[[ EXERCISE MATERIALS, beginning ]]

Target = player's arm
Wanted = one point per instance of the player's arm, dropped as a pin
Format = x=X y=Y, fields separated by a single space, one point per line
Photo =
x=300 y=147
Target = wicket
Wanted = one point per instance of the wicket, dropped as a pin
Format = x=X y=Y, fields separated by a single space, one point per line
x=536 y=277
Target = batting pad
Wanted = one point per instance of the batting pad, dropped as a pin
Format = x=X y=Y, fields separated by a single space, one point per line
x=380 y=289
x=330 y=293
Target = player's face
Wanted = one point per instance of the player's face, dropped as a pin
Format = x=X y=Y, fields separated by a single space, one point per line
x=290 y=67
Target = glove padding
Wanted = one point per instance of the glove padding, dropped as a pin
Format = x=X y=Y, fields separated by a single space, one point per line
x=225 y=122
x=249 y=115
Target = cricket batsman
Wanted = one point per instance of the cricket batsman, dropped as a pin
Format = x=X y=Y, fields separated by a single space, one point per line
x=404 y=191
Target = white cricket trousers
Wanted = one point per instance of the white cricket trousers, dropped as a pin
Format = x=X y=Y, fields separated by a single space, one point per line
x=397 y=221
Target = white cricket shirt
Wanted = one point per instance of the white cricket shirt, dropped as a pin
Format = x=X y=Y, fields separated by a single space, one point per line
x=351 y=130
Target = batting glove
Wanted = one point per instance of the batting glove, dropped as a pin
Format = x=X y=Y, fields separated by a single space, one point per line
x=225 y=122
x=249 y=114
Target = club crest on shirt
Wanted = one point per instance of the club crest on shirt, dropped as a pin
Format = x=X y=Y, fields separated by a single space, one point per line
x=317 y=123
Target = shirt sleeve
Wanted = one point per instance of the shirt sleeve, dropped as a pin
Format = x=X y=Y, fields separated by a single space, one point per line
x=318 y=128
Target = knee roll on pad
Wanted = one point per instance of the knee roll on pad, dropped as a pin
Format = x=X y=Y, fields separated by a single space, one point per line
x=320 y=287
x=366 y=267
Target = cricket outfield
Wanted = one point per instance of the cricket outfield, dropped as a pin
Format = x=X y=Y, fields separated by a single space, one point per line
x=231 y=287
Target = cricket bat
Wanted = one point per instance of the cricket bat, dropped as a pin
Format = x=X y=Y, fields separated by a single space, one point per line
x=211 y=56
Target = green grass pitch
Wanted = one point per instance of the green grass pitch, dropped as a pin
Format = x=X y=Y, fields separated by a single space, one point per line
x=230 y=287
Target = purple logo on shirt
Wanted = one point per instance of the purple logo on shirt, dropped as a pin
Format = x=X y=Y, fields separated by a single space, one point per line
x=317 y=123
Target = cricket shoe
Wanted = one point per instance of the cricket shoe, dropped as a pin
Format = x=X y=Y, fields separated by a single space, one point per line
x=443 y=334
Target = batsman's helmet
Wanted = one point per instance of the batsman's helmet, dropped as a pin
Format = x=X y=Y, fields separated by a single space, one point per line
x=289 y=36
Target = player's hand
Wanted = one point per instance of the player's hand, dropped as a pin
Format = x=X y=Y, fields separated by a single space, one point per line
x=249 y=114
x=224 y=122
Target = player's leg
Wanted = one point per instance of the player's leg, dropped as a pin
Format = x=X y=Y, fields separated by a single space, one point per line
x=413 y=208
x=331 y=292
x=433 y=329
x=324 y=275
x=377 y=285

[[ EXERCISE MATERIALS, end ]]

**ACTIVITY**
Above are the records; print exactly the lines from the line with "Target = knee roll on pad" to the line with "Target = green grass pitch", including both, and nothing else.

**TASK RESULT**
Target = knee roll on pad
Wanted = one point per instance of the knee roll on pad, dropped as a pin
Format = x=X y=Y, fields separated by a single space, one point per line
x=320 y=287
x=366 y=267
Target = cricket outfield
Wanted = one point per instance of the cricket outfield, dropped as a pin
Format = x=X y=Y, fields separated by a single space, one point per line
x=231 y=287
Target = cricket bat
Wanted = one point per instance of the cricket bat, dropped as a pin
Format = x=X y=Y, fields separated by a single space, one point per line
x=211 y=56
Target = green grass pitch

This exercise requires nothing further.